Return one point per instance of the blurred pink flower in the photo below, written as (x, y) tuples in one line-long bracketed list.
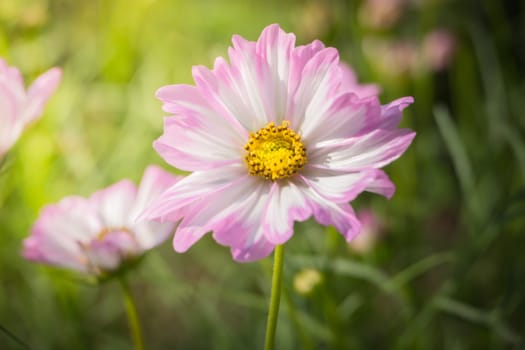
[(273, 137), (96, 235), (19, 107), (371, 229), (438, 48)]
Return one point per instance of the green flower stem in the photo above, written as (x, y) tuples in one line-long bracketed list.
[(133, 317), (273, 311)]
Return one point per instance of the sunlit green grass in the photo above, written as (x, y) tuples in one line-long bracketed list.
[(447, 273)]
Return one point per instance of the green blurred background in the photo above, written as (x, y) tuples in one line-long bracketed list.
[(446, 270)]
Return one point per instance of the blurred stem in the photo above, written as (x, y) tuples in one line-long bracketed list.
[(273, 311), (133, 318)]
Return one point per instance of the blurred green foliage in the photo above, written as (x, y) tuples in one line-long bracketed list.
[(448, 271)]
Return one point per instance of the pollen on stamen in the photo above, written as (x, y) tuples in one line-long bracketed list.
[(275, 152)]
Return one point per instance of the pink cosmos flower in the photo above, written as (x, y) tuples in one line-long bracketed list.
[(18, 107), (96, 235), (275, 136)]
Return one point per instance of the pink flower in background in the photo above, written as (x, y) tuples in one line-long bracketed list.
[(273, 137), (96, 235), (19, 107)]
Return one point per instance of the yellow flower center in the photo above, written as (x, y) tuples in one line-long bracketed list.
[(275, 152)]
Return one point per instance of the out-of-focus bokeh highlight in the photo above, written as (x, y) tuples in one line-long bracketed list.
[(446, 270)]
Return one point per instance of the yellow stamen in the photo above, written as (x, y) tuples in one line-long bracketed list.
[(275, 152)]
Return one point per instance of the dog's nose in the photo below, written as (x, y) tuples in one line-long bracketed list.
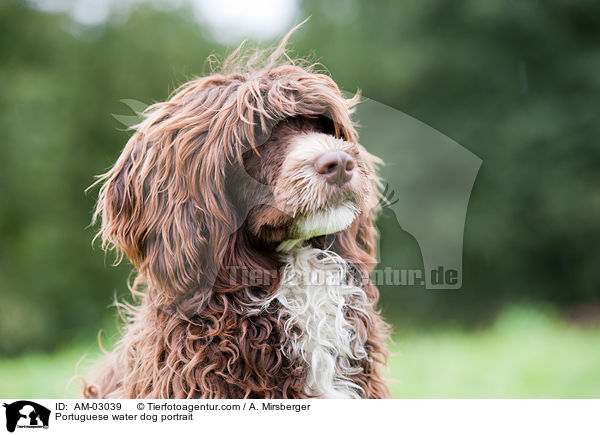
* * *
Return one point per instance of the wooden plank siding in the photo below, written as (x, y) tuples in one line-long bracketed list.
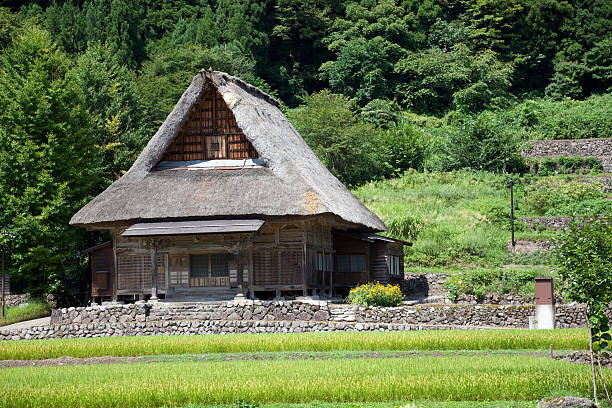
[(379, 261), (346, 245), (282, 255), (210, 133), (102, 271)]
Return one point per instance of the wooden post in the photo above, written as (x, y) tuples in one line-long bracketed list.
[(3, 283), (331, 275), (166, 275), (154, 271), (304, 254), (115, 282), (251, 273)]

- [Task to carry out]
For this exercise, repeat exactly the lines of the data above from the one with "Return one point per instance of the sunlit" down to the one with "Return one point per instance of the dog's", both end lines included.

- [Response for this exercise]
Return one point per instance of the sunlit green grass in the photo above, written as (x, y) tuples in one line-long bracketed list.
[(447, 273)]
Return one point per instance of the green blurred background in the photo above, written as (x, y) tuples in one line-long bracketed list.
[(446, 270)]
Return one point per instance of the blurred stem in the photo above, written as (x, y) tuples in one line-long bracketed list.
[(273, 311), (133, 318)]
Return one point per instance of the blurred green foliage in the photo above, written as (x, y) tuples in one line-long bracketed list.
[(448, 271)]
Return one point per instance of the pollen on stamen in the photo above, written as (x, y) tuples in one line-long bracketed list.
[(275, 152)]
Return one point per instance of the pink cosmos flower in the photo above, written as (x, y) tuples in one line-long bracketed list.
[(18, 107), (96, 235), (275, 136)]
Return one point per instance of the pink flower in background in the photo above, written as (x, y) tuples in one line-long bracketed list.
[(273, 137), (96, 235), (19, 107)]
Return one point per instance of the yellow flower center in the photo above, written as (x, y) tuples in one line-long bracketed list.
[(275, 152)]
Return one point per instance of the out-of-focus bokeh highlight in the photo above, written as (x, y) tuples in one line-long bracketed list.
[(446, 270)]
Return one point per instance of the yellow stamen in the photo above, written as (x, y) tuples in one line-long bracketed list.
[(275, 152)]
Return one point per instance of the dog's nose in the photo below, written as (x, y) tuples in one line-long bracketed list.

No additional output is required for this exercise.